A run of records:
--
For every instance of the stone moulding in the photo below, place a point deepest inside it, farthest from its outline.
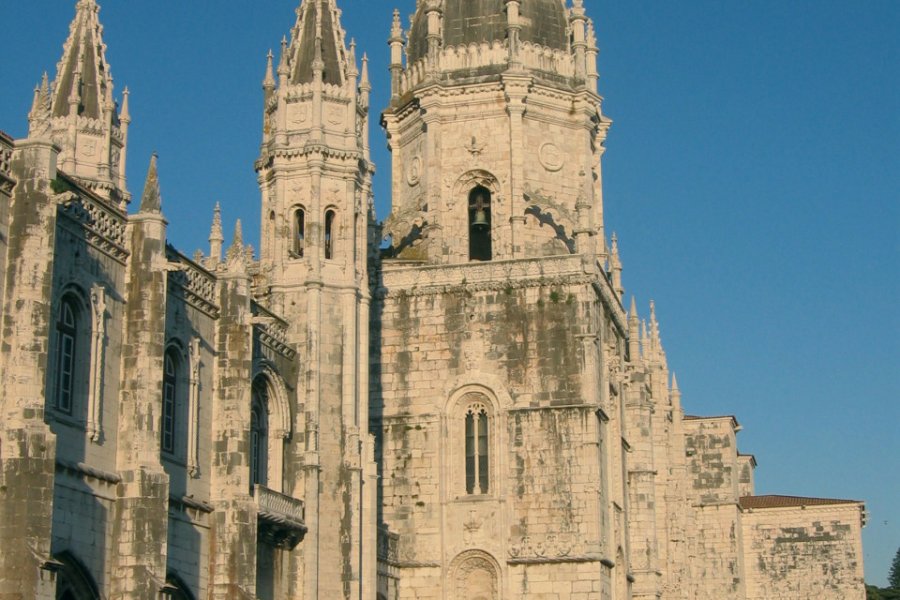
(6, 181)
(192, 283)
(82, 470)
(103, 226)
(282, 518)
(272, 331)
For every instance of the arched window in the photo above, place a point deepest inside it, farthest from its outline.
(299, 232)
(66, 344)
(73, 581)
(259, 433)
(170, 402)
(480, 224)
(330, 216)
(176, 589)
(477, 444)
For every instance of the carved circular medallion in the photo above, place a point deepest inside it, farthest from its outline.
(551, 156)
(414, 172)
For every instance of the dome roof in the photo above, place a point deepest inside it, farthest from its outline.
(475, 21)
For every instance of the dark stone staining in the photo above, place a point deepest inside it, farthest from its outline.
(476, 21)
(303, 71)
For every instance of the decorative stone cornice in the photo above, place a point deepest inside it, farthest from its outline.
(103, 225)
(192, 283)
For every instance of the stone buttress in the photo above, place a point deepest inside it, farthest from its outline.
(27, 445)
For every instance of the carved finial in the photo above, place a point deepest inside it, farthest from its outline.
(151, 200)
(236, 250)
(35, 104)
(364, 78)
(216, 237)
(396, 25)
(125, 117)
(45, 89)
(283, 69)
(269, 80)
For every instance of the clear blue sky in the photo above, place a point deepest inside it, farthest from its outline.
(752, 174)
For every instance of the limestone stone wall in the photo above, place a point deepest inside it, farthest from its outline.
(715, 536)
(504, 350)
(804, 552)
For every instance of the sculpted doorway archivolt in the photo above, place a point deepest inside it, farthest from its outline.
(475, 577)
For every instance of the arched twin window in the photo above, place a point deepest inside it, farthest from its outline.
(259, 433)
(330, 217)
(170, 402)
(73, 580)
(299, 232)
(480, 224)
(67, 332)
(477, 453)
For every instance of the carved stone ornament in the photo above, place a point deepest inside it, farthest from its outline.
(551, 156)
(414, 172)
(300, 114)
(475, 577)
(334, 114)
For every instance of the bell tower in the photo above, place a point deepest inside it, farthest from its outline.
(495, 131)
(314, 173)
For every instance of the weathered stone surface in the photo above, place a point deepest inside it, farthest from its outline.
(469, 414)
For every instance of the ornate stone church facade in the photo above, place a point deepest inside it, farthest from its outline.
(475, 412)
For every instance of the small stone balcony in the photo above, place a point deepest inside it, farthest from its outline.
(282, 519)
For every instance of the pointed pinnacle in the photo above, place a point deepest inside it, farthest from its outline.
(283, 69)
(35, 102)
(238, 240)
(151, 200)
(269, 81)
(125, 116)
(215, 232)
(236, 250)
(364, 78)
(396, 25)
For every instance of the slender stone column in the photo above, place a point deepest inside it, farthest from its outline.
(27, 446)
(233, 533)
(140, 531)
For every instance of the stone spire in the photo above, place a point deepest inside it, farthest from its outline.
(151, 201)
(83, 72)
(634, 324)
(79, 113)
(236, 250)
(615, 267)
(269, 80)
(216, 237)
(317, 43)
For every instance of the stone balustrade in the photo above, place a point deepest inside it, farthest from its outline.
(282, 519)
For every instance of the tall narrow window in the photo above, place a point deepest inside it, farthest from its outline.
(67, 334)
(259, 434)
(329, 234)
(480, 224)
(477, 475)
(299, 231)
(170, 383)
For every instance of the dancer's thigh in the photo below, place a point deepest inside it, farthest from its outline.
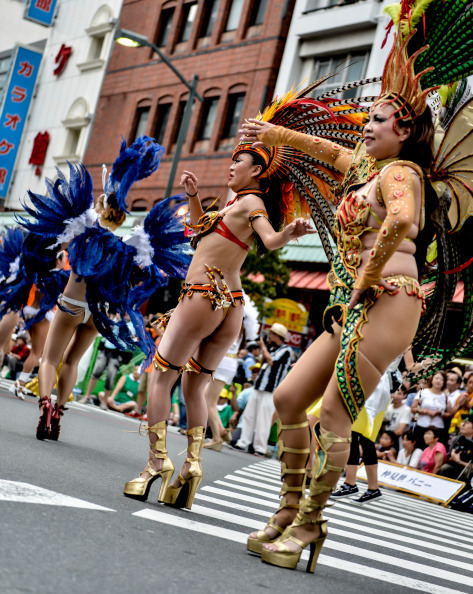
(80, 342)
(214, 347)
(389, 331)
(61, 330)
(192, 321)
(7, 325)
(308, 379)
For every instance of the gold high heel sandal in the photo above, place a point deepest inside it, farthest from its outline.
(214, 445)
(284, 556)
(139, 488)
(255, 544)
(183, 495)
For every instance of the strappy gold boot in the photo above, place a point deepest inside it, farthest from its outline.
(139, 488)
(183, 495)
(255, 543)
(319, 492)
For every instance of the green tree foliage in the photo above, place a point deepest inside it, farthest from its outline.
(276, 277)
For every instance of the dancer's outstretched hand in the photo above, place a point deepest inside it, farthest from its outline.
(298, 228)
(189, 182)
(251, 128)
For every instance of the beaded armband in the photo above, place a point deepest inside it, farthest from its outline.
(255, 214)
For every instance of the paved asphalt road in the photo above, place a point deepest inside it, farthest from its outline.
(66, 527)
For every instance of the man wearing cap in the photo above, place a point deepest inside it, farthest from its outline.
(258, 414)
(18, 355)
(254, 352)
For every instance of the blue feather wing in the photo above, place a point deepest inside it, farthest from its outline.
(165, 229)
(66, 200)
(106, 263)
(10, 249)
(135, 162)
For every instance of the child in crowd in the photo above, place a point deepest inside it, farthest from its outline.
(435, 454)
(388, 446)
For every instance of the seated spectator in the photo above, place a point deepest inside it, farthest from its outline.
(18, 355)
(254, 353)
(430, 404)
(409, 455)
(125, 392)
(462, 407)
(460, 455)
(241, 401)
(388, 446)
(435, 454)
(223, 406)
(398, 415)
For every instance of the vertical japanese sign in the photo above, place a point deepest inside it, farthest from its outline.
(40, 11)
(17, 99)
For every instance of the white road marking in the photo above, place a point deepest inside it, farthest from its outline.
(25, 493)
(235, 536)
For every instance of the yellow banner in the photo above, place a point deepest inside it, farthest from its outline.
(290, 313)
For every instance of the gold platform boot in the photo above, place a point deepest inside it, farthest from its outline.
(183, 495)
(139, 488)
(255, 543)
(319, 491)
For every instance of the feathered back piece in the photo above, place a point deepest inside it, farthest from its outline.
(68, 208)
(305, 182)
(11, 242)
(135, 162)
(432, 47)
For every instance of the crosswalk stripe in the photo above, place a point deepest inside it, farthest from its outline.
(435, 522)
(347, 548)
(324, 559)
(353, 534)
(366, 515)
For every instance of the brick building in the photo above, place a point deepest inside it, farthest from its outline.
(235, 46)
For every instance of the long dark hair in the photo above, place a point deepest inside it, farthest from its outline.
(272, 199)
(419, 148)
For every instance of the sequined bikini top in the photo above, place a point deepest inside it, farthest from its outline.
(212, 222)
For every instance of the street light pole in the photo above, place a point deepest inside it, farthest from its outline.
(181, 137)
(132, 39)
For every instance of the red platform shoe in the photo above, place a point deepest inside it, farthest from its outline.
(44, 424)
(58, 412)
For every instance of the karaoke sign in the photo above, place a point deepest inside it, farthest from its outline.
(17, 99)
(40, 11)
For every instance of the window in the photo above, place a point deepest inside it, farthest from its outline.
(210, 17)
(76, 123)
(258, 12)
(234, 15)
(141, 121)
(234, 114)
(100, 34)
(189, 11)
(209, 112)
(178, 122)
(95, 49)
(351, 67)
(4, 68)
(165, 27)
(164, 109)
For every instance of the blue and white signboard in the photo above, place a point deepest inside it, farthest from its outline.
(17, 99)
(40, 11)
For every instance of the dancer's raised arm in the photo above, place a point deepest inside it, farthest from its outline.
(268, 134)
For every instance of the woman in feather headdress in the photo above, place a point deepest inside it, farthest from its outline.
(32, 277)
(110, 278)
(388, 216)
(208, 317)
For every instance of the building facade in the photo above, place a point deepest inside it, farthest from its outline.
(234, 46)
(76, 48)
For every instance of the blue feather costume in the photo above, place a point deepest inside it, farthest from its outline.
(120, 275)
(33, 263)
--
Copy out every line of the records above word for word, leaving out the pictures.

#### ANSWER FOR THIS EXERCISE:
For every instance of the stone moulding in the photo below, place a point deepest inside it, farthest from its outline.
(6, 181)
(192, 283)
(82, 470)
(103, 226)
(282, 518)
(272, 331)
For every instance of the arched window in the photo above, place a point deepest inside it, farthest from its outline.
(299, 232)
(66, 344)
(73, 581)
(259, 433)
(170, 402)
(480, 224)
(330, 216)
(176, 589)
(477, 444)
For every instance of the carved circular medallion in the photo above, place a point deepest inside it, farthest from its outline.
(551, 156)
(414, 172)
For every instance of the dome roof in the photo above, place a point deepest inside it, farthest from its outline.
(475, 21)
For every instance of the dark stone staining in the photo above, place a point deepest inside it, farthest from its outline.
(476, 21)
(303, 71)
For every instance of the decorative stone cornice in the photo above, place a point deepest inside it, farthest from its outline.
(103, 225)
(192, 283)
For every instance of the stone buttress in the photo above, place a point deepest inside it, farthest from its outline.
(27, 445)
For every instance of the carved finial in the photo above, place a point deepest inside it, farthest from its outline.
(151, 200)
(236, 250)
(35, 104)
(364, 78)
(216, 237)
(396, 25)
(125, 117)
(45, 89)
(283, 69)
(269, 80)
For every instance of the clear blue sky in the photo above, place a point deepest inside it, farthest from its outline.
(752, 174)
For every instance of the limestone stone wall in the photo above, place a point deepest inside it, farthest from its outline.
(715, 536)
(504, 350)
(804, 552)
For every instance of the sculpted doorway archivolt in the photo above, place a point deepest inside it, farthest from its outline.
(475, 577)
For every instance of the arched twin window in the photo above, place a point deepest inside it, farthest from its outline.
(259, 433)
(330, 217)
(170, 402)
(73, 580)
(299, 232)
(480, 224)
(67, 332)
(477, 453)
For every instance of the carved stone ornament in the photo above, place a point deepest inside it, farthest from its outline.
(551, 156)
(414, 172)
(300, 114)
(475, 577)
(334, 114)
For every instance of the bell tower in the photo above, place a point deepest inside it, farthest from its outline.
(495, 131)
(314, 173)
For every instance of the weathered stone surface in the photo above, place a point deepest inside it, farthest from its outline.
(469, 414)
For every instance of the ornate stone church facade in the photo above, place a point deepest inside it, farthest from its outline.
(475, 412)
For every instance of the small stone balcony in the photo above, place a point deepest inside it, farthest from its outline.
(282, 519)
For every instance of the pointed pinnacle in the photo above, place a point deepest inside it, farthest from its outline.
(283, 69)
(35, 102)
(238, 240)
(151, 200)
(269, 81)
(125, 116)
(215, 232)
(236, 250)
(364, 78)
(396, 25)
For every instance of the slender stone column in the photo above, place a point deepest inside it, farthest from its outline.
(27, 446)
(233, 533)
(140, 531)
For every instance of the stone spire in the photo above, place a point deepest inside it, farthest from its outline.
(151, 201)
(83, 72)
(634, 324)
(79, 113)
(236, 250)
(615, 267)
(269, 80)
(216, 237)
(317, 43)
For every instance of the stone balustrade in the photo above, place a point deepest inside it, farthest from its outline.
(282, 519)
For every instance of the tall narrow window in the photo above, place a point deepest inside it, farthest from its outline.
(67, 334)
(259, 434)
(329, 234)
(480, 224)
(477, 475)
(299, 231)
(170, 383)
For every instance of the dancer's thigh in the photo below, place a point deepest inside it, farthest from its outline.
(80, 342)
(214, 347)
(389, 331)
(61, 330)
(192, 321)
(7, 325)
(308, 379)
For every instance of the gold high heel sandal in the photo above, place a point deepest inside it, farthest from its outline.
(214, 445)
(284, 556)
(139, 488)
(255, 544)
(183, 495)
For every instance of the strappy gold boot in the photo above, place a point deepest inside it, farthest from its outline.
(139, 488)
(183, 495)
(255, 543)
(319, 492)
For every instance of the green tree foliage in the photo above, place a point deepest inside it, farthest from its outline.
(276, 277)
For every instance of the dancer's outstretched hand in the photo above, place a point deepest inside it, farthest from its outline.
(298, 228)
(189, 182)
(251, 128)
For every instance of the beaded armband in the photo above, place a point deepest inside it, farthest from its outline.
(255, 214)
For every instance of the paved asphalt road in the photo above, place a point deepest inside it, farthest from its outline.
(66, 527)
For every instance of the man wearing cap in the photo above, place a point deepest inside it, farthest from its outline.
(258, 414)
(18, 355)
(254, 352)
For every instance of the blue feather wing in the photo above, place a point deepest inside it, farthest from its outline.
(165, 229)
(66, 200)
(106, 263)
(10, 249)
(135, 162)
For every instance of the child in crowd in the photo above, place a point deepest inside it, farthest from its outline.
(435, 454)
(388, 446)
For every instance of the seated spectator in the photo above, place a point deepest inside it, farthest from its outline.
(18, 355)
(254, 353)
(430, 404)
(409, 455)
(125, 392)
(462, 407)
(460, 455)
(241, 401)
(388, 446)
(435, 454)
(223, 406)
(398, 415)
For every instance of the vertical japanese sign in the photo above, place a point deepest inside it, farthest from its outline.
(40, 11)
(17, 99)
For every instance of the white road marking in the photo above, place a point deepest inside it, farthest from its outline.
(25, 493)
(235, 536)
For every instance of the yellow banner in the photo above, place a point deepest inside it, farthest from its outline.
(290, 313)
For every instance of the gold platform boot in the photo above, place a point deepest inside it, farthest from its outline.
(183, 495)
(139, 488)
(255, 543)
(319, 491)
For every instance of the feathered back piece in the photo above, place a point deepest inside it, farthest from its outline.
(68, 208)
(305, 182)
(11, 242)
(135, 162)
(432, 47)
For every instance of the crosswalk stripe in the photo above, place a point deepest inside it, farthest from its outline.
(435, 522)
(347, 548)
(324, 559)
(353, 534)
(366, 515)
For every instance of the brick building in the photo above, place a point deepest inside it, farthest from its outline.
(235, 46)
For every instance of the long dark hair in the photo above, place a point deepest inside it, farthest from its outline.
(272, 199)
(419, 148)
For every instance of the sequined bikini top in the photo above, place a point deepest inside it, farthest from its outline.
(212, 222)
For every instance of the street light pole in the photo above, place a point deepest inside it, farthest from its outline.
(181, 137)
(132, 39)
For every instance of the red platform shoe in the photo above, place a point deepest inside it, farthest from its outline.
(44, 424)
(58, 412)
For every instance of the karaoke sign in the photo above, place a point deepest inside it, farthest from its outline.
(17, 99)
(40, 11)
For every instance of the window in the photo above, place a point deepest inside it, farthest from its outline.
(210, 17)
(76, 123)
(258, 12)
(234, 15)
(141, 121)
(234, 114)
(100, 34)
(189, 11)
(209, 112)
(178, 122)
(95, 49)
(351, 67)
(4, 68)
(165, 27)
(164, 109)
For every instance of the blue and white signboard in the photo above, place a point deepest inside it, farthest from its outline.
(17, 99)
(40, 11)
For every instance of the dancer's raised arm in the photo above, place a point deepest inside it, farthest from its outline.
(268, 134)
For every instance of the woman in feather headdress in the photo above, place a point deepest inside it, farthest from its outline.
(32, 277)
(110, 278)
(388, 216)
(208, 317)
For every instance of the building facade in the photo above, place a point deepest inside it, farthest from its outline.
(234, 46)
(76, 48)
For every instance of the blue feather costume in the photo above, place a point deepest inside it, farthest from its outline.
(120, 275)
(33, 263)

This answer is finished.